* PROBLEM DETAILS *
Set each record down exactly, excluding all images.

== SUPPLIED MATERIAL ==

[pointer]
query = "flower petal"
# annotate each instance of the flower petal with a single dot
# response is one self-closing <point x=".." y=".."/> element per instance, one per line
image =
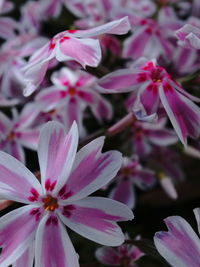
<point x="56" y="152"/>
<point x="29" y="138"/>
<point x="120" y="26"/>
<point x="180" y="246"/>
<point x="92" y="169"/>
<point x="197" y="216"/>
<point x="123" y="192"/>
<point x="162" y="137"/>
<point x="53" y="246"/>
<point x="85" y="51"/>
<point x="17" y="231"/>
<point x="26" y="258"/>
<point x="183" y="113"/>
<point x="95" y="217"/>
<point x="16" y="181"/>
<point x="119" y="81"/>
<point x="5" y="123"/>
<point x="108" y="256"/>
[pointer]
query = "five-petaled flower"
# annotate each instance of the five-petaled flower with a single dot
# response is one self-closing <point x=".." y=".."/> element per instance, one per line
<point x="78" y="45"/>
<point x="155" y="88"/>
<point x="61" y="199"/>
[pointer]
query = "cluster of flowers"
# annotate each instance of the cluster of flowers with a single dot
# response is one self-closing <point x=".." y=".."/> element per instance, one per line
<point x="50" y="98"/>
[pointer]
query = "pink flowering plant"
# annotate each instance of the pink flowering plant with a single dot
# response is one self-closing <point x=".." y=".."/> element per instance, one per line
<point x="99" y="118"/>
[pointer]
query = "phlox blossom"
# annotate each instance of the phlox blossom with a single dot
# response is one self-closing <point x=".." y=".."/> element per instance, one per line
<point x="155" y="88"/>
<point x="78" y="45"/>
<point x="180" y="246"/>
<point x="61" y="199"/>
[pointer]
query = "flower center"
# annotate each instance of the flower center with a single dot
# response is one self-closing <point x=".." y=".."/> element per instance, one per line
<point x="126" y="171"/>
<point x="72" y="91"/>
<point x="50" y="203"/>
<point x="157" y="74"/>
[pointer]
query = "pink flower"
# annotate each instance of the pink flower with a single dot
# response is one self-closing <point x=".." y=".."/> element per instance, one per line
<point x="125" y="255"/>
<point x="150" y="38"/>
<point x="156" y="87"/>
<point x="130" y="175"/>
<point x="18" y="132"/>
<point x="61" y="199"/>
<point x="189" y="36"/>
<point x="73" y="93"/>
<point x="12" y="54"/>
<point x="147" y="135"/>
<point x="70" y="45"/>
<point x="180" y="246"/>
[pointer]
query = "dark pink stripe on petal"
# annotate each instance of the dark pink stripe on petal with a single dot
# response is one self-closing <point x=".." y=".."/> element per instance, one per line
<point x="53" y="247"/>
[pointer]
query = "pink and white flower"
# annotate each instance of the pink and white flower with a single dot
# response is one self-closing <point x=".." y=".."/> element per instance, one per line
<point x="154" y="88"/>
<point x="189" y="36"/>
<point x="12" y="58"/>
<point x="61" y="199"/>
<point x="73" y="93"/>
<point x="125" y="255"/>
<point x="78" y="45"/>
<point x="151" y="38"/>
<point x="180" y="246"/>
<point x="18" y="132"/>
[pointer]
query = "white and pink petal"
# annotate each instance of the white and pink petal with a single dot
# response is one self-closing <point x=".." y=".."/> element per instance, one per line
<point x="52" y="245"/>
<point x="56" y="152"/>
<point x="16" y="181"/>
<point x="95" y="218"/>
<point x="91" y="170"/>
<point x="17" y="232"/>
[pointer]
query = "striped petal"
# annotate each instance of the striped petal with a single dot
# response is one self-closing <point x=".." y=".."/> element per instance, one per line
<point x="95" y="218"/>
<point x="16" y="181"/>
<point x="91" y="170"/>
<point x="17" y="231"/>
<point x="53" y="246"/>
<point x="183" y="113"/>
<point x="26" y="258"/>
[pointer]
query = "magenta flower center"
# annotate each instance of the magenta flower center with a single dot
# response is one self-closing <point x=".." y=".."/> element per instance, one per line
<point x="50" y="203"/>
<point x="72" y="91"/>
<point x="157" y="74"/>
<point x="11" y="136"/>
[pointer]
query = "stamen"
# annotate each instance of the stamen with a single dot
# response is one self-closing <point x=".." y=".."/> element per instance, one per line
<point x="50" y="203"/>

===

* ANSWER SPACE *
[pointer]
query = "flower petal"
# annotate each instance of the flower petal with a single dot
# response is one self-closing <point x=".." y=".."/> element per instance, one per line
image =
<point x="56" y="152"/>
<point x="29" y="138"/>
<point x="120" y="26"/>
<point x="180" y="246"/>
<point x="92" y="169"/>
<point x="197" y="216"/>
<point x="123" y="192"/>
<point x="162" y="137"/>
<point x="53" y="246"/>
<point x="85" y="51"/>
<point x="17" y="231"/>
<point x="26" y="258"/>
<point x="183" y="113"/>
<point x="95" y="217"/>
<point x="16" y="181"/>
<point x="119" y="81"/>
<point x="5" y="123"/>
<point x="108" y="256"/>
[pointer]
query = "five-petaled flower"
# annotate each instance of the five-petaled flower with a single dot
# response is one self-closing <point x=".." y=".."/> element per instance, one per line
<point x="78" y="45"/>
<point x="155" y="88"/>
<point x="61" y="199"/>
[pointer]
query = "cluster of flowers"
# annotate each instance of the cluster of flowers with a single dot
# response is one self-closing <point x=".." y=".."/> element per instance, one per line
<point x="50" y="98"/>
[pointer]
query = "pink flowering plant"
# annotate each instance of the pink flowering plant with a single dot
# response is one self-closing <point x=".." y=".."/> element per instance, one per line
<point x="99" y="118"/>
[pointer]
query = "phlox blossom"
# annotate each instance of the phlox blossom with a single dot
# response is one self-closing <point x=".." y=".."/> element per instance, one per line
<point x="155" y="88"/>
<point x="78" y="45"/>
<point x="180" y="246"/>
<point x="61" y="199"/>
[pointer]
query = "flower center"
# annotate each instance of the flower center with a single dot
# response is one self-closing <point x=".." y=".."/> element per instance, one per line
<point x="126" y="171"/>
<point x="72" y="91"/>
<point x="50" y="203"/>
<point x="157" y="74"/>
[pointer]
query = "pink flower"
# annotate each instance of the pink flower with a single dot
# response is one self-closing <point x=".." y=".."/> element per instance, one per line
<point x="125" y="255"/>
<point x="150" y="38"/>
<point x="156" y="87"/>
<point x="130" y="175"/>
<point x="18" y="132"/>
<point x="61" y="199"/>
<point x="189" y="36"/>
<point x="73" y="93"/>
<point x="12" y="54"/>
<point x="147" y="135"/>
<point x="70" y="45"/>
<point x="180" y="246"/>
[pointer]
query = "dark pink stripe on petal"
# annotate each instance of the dark pink stripe on petal with a single dot
# response is one self-closing <point x=".." y=".."/> element per instance, one per line
<point x="53" y="247"/>
[pointer]
query = "pink and white flower"
# annotate each instance of the pink and white flower with a single dot
# response is one self-closing <point x=".." y=".."/> element per instance, one per line
<point x="154" y="88"/>
<point x="189" y="36"/>
<point x="12" y="58"/>
<point x="61" y="199"/>
<point x="73" y="93"/>
<point x="125" y="255"/>
<point x="78" y="45"/>
<point x="151" y="38"/>
<point x="180" y="246"/>
<point x="18" y="132"/>
[pointer]
query = "white and pink petal"
# annotate each instance of the white and pink petal with a single dot
# response is one self-closing <point x=".." y=".."/> element per instance, one per line
<point x="52" y="245"/>
<point x="56" y="152"/>
<point x="16" y="181"/>
<point x="95" y="218"/>
<point x="91" y="170"/>
<point x="17" y="232"/>
[pointer]
query = "striped petal"
# annotate each instance of the striped petal with a single dot
# response is one self-closing <point x=".." y=".."/> element per instance, one per line
<point x="95" y="218"/>
<point x="16" y="181"/>
<point x="91" y="170"/>
<point x="17" y="231"/>
<point x="53" y="246"/>
<point x="183" y="113"/>
<point x="26" y="258"/>
[pointer]
query = "magenta flower center"
# annotate each instance of the magenta flower center with a single dot
# response is one self-closing <point x=".." y=".."/> element per instance, one per line
<point x="50" y="203"/>
<point x="72" y="91"/>
<point x="157" y="74"/>
<point x="11" y="136"/>
[pointer]
query = "stamen"
# annotate each instance of the stamen with a single dot
# response is one self-closing <point x=".." y=".."/> element per instance, one per line
<point x="50" y="203"/>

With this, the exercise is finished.